You live near the beach. What's the beach like in Dublin? How warm does it get?

Not very warm and you would probably have to censor out the actual words I’d use to describe it! Yes, pretty cold, but honestly it’s great. I don't get in as often as I’d like to be honest, but the beach here in Portmarnock is gorgeous. I think it's called Velvet Strand.

I was in yesterday, went in for a dip. We went down yesterday and had a swim after work and did some Wim Hof breathing. Do you know Wim Hof?


Basically, it's breathing.

Jumping into some cold water obviously gives you a shock but you control your breathing to deal with the cold. Wim Hof himself teaches these breathing exercises - I’ve done some classes on it. You submerge yourself into cold water, take cold showers and you breathe through it. It wakes you up for sure if you're feeling a bit tired or down. It really helps lift you up and gives your body better energy.

That's cool. Tell me what else you like to do. You like to jump in cold water, do breathing exercises. You like to look at the stars. You like to play the guitar.

That's pretty much it. Video games, movies, just chilling out. Running is a big thing as well. I did my first marathon last year. That was tough. I didn't train enough. If anyone plans on doing a marathon, train more.!

● **Work instructions**
#1 Reproduce the passage from the interview, starting with "Not very warm" and going on through "know Wim Hof?".
#2 In the interview, what advice does the speaker give to anyone planning to run a marathon?
#3 Pick up the interview after its last line and continue it.

● **Raw data**
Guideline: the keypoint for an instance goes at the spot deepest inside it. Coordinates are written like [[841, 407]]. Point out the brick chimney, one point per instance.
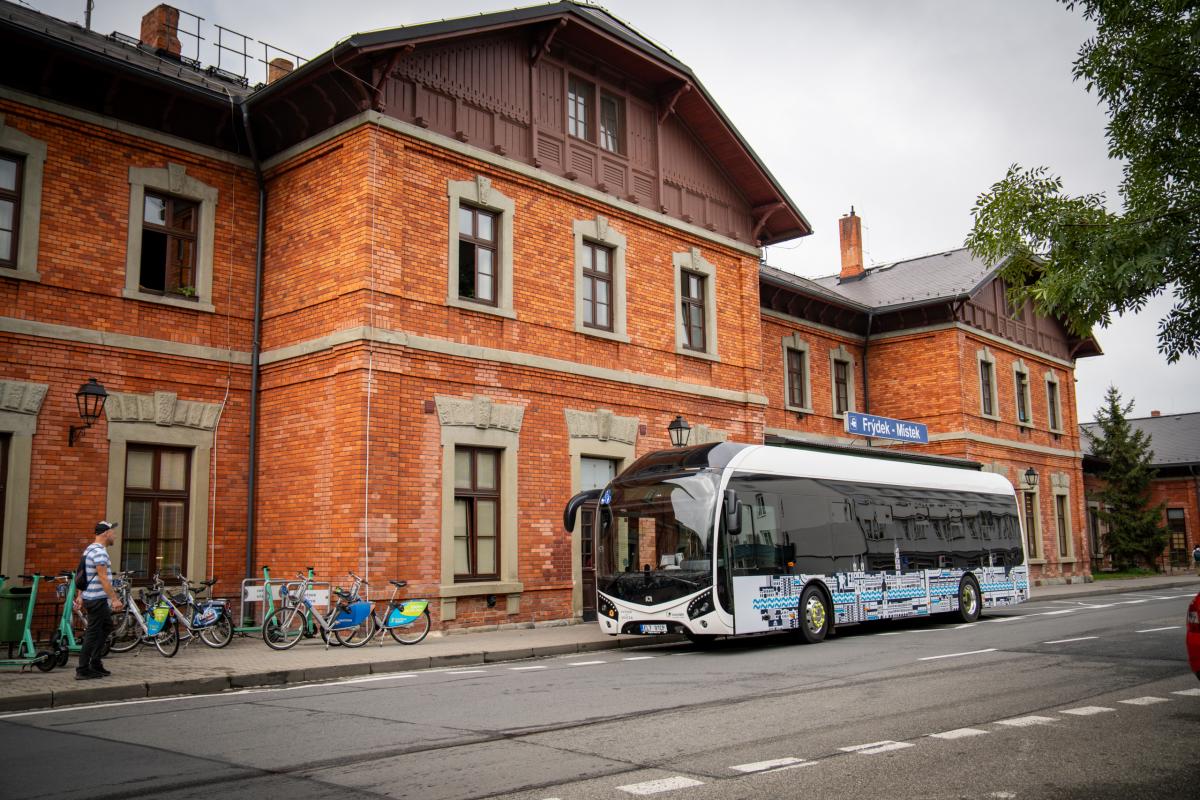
[[851, 229], [160, 30], [277, 68]]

● **Outputs by task**
#1
Not very warm and you would probably have to censor out the actual words I’d use to describe it! Yes, pretty cold, but honestly it’s great. I don't get in as often as I’d like to be honest, but the beach here in Portmarnock is gorgeous. I think it's called Velvet Strand.

I was in yesterday, went in for a dip. We went down yesterday and had a swim after work and did some Wim Hof breathing. Do you know Wim Hof?

#2 Train more.

#3
Are you playing a video game right now? Do you have a game that you really enjoyed in quarantine?

During quarantine I got a little addicted to Call of Duty Warzone. Outside of work I'm like, “all right, game time” and I jump into Warzone for a few games.

I wouldn't be like a hardcore gaming person, just moreso into first-person shooter video games, sports games, stuff like that.

We're pretty much at the end of the interview, so I'm doing the closing question that everybody gets, which is this: what's something that you've either learned or had reinforced by working at Shortcut?

People; the value of people. Knowing how important and valuable people are in terms of what they can bring to the table; how important it is to have people that care on your team; and how to make people feel valued.

It’s amazing working with awesome people, people that care, people that want to make a difference and actually want to make something great. When we talk about Shortcut, everyone on the team cares about making the best product and also striving to make the user experience better and more enjoyable. Anyway, I could keep talking about how important people are all day...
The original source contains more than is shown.